- WHAT IS EXPECTED
Locate every line in the records below that contains the word "post", and copy each of those lines.
──────── MATERIAL FOR THE TASK ────────
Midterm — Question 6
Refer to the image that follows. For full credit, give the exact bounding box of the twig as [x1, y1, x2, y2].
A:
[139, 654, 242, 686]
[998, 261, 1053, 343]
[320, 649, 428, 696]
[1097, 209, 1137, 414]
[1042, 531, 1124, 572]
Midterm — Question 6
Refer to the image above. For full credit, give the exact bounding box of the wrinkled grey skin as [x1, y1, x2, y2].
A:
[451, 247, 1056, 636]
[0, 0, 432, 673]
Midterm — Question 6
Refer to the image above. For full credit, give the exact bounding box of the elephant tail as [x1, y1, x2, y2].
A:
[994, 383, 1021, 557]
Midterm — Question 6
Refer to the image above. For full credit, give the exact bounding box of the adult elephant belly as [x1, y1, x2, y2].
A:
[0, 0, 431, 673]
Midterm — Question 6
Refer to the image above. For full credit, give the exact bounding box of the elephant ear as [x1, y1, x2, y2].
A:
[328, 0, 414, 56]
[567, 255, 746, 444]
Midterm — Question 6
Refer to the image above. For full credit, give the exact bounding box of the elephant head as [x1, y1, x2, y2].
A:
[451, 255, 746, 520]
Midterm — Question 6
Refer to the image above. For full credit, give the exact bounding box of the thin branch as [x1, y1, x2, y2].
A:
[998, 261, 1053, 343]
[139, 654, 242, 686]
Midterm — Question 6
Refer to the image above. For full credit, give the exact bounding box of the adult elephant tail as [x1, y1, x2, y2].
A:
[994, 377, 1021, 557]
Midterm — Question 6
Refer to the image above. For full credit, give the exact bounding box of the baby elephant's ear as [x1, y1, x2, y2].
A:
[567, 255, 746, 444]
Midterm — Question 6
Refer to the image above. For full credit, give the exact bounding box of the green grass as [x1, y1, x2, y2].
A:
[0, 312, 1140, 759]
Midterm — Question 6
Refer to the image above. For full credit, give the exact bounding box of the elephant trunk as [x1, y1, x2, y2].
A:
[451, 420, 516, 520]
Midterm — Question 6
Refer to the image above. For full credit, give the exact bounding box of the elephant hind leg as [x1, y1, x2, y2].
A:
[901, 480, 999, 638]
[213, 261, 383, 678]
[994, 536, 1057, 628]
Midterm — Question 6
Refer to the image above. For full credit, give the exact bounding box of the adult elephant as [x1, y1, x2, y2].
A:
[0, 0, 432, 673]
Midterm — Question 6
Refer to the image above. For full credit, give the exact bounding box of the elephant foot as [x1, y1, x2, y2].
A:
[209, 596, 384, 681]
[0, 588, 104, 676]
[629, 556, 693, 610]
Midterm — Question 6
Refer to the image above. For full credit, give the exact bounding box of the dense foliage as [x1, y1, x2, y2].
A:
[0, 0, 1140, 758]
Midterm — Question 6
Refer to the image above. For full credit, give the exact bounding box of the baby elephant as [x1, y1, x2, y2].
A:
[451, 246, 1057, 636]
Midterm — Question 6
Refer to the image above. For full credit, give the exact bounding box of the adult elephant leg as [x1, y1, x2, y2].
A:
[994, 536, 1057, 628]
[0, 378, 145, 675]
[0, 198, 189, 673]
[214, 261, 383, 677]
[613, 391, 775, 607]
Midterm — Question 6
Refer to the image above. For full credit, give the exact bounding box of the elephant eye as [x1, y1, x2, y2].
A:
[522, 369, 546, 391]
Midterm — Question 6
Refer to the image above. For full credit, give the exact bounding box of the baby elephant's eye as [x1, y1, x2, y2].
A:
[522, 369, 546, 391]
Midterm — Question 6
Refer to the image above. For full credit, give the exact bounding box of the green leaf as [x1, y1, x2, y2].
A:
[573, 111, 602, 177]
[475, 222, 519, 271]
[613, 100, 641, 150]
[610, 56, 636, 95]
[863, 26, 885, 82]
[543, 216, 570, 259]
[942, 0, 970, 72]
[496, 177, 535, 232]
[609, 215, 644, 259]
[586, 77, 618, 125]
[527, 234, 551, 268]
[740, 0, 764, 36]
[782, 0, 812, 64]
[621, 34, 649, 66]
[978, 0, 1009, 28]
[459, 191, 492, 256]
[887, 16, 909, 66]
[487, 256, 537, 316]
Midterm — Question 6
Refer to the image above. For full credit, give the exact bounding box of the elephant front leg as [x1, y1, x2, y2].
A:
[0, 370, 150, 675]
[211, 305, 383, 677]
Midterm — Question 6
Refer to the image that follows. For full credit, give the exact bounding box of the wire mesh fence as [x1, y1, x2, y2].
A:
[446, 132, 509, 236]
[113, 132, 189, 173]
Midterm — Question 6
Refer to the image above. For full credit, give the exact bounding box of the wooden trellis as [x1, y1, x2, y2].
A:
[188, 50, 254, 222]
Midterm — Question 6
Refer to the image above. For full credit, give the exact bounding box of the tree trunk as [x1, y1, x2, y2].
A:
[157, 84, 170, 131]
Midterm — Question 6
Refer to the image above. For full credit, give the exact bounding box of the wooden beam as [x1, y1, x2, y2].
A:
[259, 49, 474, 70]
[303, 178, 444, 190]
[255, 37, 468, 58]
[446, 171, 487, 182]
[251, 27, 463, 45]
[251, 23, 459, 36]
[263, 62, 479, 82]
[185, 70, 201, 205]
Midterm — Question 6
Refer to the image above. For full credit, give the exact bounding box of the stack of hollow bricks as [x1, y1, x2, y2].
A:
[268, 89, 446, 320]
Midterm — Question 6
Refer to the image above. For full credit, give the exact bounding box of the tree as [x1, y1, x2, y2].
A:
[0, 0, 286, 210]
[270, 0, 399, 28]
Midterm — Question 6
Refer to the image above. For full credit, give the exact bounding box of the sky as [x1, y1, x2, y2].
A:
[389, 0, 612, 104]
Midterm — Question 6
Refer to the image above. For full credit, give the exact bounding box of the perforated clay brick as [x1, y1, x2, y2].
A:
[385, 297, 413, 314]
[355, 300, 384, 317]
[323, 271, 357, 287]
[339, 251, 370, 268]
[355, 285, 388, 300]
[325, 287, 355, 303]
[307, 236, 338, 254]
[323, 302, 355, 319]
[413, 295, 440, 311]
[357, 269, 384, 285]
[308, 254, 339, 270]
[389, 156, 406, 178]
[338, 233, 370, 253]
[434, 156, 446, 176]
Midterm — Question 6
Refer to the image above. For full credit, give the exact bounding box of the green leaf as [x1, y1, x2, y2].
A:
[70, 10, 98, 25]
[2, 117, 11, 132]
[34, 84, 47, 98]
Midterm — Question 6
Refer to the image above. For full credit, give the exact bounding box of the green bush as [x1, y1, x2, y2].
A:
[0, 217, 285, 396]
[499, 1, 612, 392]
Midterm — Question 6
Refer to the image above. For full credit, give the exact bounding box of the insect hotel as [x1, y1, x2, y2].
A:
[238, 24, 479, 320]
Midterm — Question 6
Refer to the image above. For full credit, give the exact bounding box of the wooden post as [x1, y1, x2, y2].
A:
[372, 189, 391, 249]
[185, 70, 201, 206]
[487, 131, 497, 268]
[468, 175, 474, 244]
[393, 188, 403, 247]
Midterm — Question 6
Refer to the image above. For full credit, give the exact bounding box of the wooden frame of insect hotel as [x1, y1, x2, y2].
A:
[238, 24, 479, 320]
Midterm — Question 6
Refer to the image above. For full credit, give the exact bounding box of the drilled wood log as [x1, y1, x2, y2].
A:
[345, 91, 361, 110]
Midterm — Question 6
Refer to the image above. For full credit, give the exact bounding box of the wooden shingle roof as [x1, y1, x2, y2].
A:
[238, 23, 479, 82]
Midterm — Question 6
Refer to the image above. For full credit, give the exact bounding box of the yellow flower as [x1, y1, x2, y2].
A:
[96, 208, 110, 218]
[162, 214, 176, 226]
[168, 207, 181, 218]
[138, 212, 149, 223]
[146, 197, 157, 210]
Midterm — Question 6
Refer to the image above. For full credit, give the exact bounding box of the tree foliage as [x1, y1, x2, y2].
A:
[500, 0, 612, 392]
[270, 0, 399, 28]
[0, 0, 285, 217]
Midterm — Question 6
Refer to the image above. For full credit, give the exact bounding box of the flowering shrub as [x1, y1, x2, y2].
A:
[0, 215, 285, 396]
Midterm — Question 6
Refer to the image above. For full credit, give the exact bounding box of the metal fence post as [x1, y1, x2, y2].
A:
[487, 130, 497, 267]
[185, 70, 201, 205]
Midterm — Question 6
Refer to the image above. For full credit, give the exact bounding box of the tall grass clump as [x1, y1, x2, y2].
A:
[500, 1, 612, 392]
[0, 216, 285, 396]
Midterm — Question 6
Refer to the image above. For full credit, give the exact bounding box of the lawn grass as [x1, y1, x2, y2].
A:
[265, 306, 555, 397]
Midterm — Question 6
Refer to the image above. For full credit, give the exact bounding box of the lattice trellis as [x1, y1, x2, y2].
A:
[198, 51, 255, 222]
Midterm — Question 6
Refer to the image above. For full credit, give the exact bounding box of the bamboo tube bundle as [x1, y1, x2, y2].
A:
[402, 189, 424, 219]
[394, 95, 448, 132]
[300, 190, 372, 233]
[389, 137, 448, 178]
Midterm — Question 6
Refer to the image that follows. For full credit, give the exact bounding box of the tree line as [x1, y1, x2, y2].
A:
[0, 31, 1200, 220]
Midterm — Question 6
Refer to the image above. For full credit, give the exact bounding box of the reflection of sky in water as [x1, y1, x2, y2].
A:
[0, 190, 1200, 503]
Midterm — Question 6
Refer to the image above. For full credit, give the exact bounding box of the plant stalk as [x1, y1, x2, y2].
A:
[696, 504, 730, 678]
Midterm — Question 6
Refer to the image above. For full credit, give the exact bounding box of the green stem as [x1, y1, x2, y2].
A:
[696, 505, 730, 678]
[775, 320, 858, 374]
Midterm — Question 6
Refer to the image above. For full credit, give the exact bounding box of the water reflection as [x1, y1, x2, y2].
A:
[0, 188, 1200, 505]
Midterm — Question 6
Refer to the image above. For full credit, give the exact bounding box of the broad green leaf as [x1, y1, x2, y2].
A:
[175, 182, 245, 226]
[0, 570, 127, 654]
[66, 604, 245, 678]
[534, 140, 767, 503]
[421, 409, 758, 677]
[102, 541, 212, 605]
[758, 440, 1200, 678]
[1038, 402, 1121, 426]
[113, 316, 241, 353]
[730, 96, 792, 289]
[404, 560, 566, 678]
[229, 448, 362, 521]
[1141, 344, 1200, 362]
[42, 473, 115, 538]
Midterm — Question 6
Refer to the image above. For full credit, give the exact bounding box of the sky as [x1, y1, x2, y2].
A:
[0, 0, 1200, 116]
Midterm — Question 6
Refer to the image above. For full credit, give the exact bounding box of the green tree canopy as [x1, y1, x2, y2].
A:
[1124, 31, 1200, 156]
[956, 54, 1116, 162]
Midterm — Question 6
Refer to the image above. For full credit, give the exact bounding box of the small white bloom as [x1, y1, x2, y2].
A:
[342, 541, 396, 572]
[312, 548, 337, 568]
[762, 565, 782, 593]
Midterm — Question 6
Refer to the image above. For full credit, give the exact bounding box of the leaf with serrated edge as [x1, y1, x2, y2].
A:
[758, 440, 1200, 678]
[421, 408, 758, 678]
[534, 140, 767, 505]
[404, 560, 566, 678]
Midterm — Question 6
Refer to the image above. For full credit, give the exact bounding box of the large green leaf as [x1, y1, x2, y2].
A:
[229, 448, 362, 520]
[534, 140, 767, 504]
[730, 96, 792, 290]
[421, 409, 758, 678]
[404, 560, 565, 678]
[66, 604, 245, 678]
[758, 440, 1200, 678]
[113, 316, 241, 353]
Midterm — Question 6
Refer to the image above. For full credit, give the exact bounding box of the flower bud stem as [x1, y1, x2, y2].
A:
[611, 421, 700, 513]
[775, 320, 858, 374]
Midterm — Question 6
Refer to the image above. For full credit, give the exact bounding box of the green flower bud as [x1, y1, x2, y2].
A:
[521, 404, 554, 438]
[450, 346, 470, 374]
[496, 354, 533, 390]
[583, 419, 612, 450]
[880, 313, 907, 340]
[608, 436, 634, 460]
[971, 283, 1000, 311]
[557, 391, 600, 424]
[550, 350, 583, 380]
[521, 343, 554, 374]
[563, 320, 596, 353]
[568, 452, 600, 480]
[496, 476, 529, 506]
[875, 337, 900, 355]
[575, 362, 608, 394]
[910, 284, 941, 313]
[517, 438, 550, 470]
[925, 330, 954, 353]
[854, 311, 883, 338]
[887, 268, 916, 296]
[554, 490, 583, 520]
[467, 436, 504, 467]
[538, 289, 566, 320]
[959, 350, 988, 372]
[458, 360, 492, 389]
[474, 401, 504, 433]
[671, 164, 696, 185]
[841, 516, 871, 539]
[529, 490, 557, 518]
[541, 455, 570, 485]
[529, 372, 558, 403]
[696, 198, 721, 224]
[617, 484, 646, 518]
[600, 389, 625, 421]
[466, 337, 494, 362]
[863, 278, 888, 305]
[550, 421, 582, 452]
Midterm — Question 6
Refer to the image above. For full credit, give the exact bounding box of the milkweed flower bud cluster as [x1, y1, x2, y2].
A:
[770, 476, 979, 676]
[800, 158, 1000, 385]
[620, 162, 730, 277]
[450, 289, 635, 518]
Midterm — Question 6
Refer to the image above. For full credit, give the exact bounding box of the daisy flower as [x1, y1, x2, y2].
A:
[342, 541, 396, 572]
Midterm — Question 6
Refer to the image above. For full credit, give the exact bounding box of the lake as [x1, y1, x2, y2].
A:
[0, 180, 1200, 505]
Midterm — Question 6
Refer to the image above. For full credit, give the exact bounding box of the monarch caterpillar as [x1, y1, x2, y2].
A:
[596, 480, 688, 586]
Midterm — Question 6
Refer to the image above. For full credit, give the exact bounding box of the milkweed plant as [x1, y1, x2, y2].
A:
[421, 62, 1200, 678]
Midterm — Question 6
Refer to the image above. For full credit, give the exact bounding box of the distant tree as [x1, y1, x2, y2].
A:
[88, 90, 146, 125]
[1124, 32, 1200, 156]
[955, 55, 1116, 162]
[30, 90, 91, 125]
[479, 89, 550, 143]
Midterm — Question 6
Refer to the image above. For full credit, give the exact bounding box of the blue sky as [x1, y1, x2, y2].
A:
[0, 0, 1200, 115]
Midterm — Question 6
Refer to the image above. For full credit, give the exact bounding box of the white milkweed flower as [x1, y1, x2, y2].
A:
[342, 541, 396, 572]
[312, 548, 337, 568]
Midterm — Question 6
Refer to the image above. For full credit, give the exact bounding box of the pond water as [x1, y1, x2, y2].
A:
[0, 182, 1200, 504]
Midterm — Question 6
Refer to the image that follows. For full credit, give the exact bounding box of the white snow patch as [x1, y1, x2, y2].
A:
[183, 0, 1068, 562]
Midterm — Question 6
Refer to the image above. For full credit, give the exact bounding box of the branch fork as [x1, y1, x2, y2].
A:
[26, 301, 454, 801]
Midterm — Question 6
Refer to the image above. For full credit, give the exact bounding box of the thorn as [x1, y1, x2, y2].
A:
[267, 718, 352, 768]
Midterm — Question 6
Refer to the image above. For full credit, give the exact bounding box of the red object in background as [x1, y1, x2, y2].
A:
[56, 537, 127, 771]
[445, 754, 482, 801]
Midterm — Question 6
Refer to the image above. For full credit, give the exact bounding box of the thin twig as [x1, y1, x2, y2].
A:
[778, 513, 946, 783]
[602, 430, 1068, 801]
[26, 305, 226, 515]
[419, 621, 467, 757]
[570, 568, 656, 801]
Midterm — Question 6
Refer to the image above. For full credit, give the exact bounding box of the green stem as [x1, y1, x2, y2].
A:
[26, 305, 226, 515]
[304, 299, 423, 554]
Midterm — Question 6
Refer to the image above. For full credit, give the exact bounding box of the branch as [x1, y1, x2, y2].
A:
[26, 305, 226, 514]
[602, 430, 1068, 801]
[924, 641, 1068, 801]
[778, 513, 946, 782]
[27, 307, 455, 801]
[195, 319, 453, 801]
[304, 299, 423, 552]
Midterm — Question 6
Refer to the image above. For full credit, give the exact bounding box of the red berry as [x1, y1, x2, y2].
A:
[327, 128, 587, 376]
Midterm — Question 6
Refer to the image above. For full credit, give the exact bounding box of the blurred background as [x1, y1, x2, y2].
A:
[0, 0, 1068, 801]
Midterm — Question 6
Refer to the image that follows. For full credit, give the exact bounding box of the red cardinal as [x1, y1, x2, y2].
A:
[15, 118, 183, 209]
────────
- TASK ANSWER
Refer to the image above. For full credit, give the exact bounding box of the wooden post as [x1, y1, x2, y2].
Refer to the image above. For full credit, give the exact bounding box of the metal fence post as [x1, y1, x2, y2].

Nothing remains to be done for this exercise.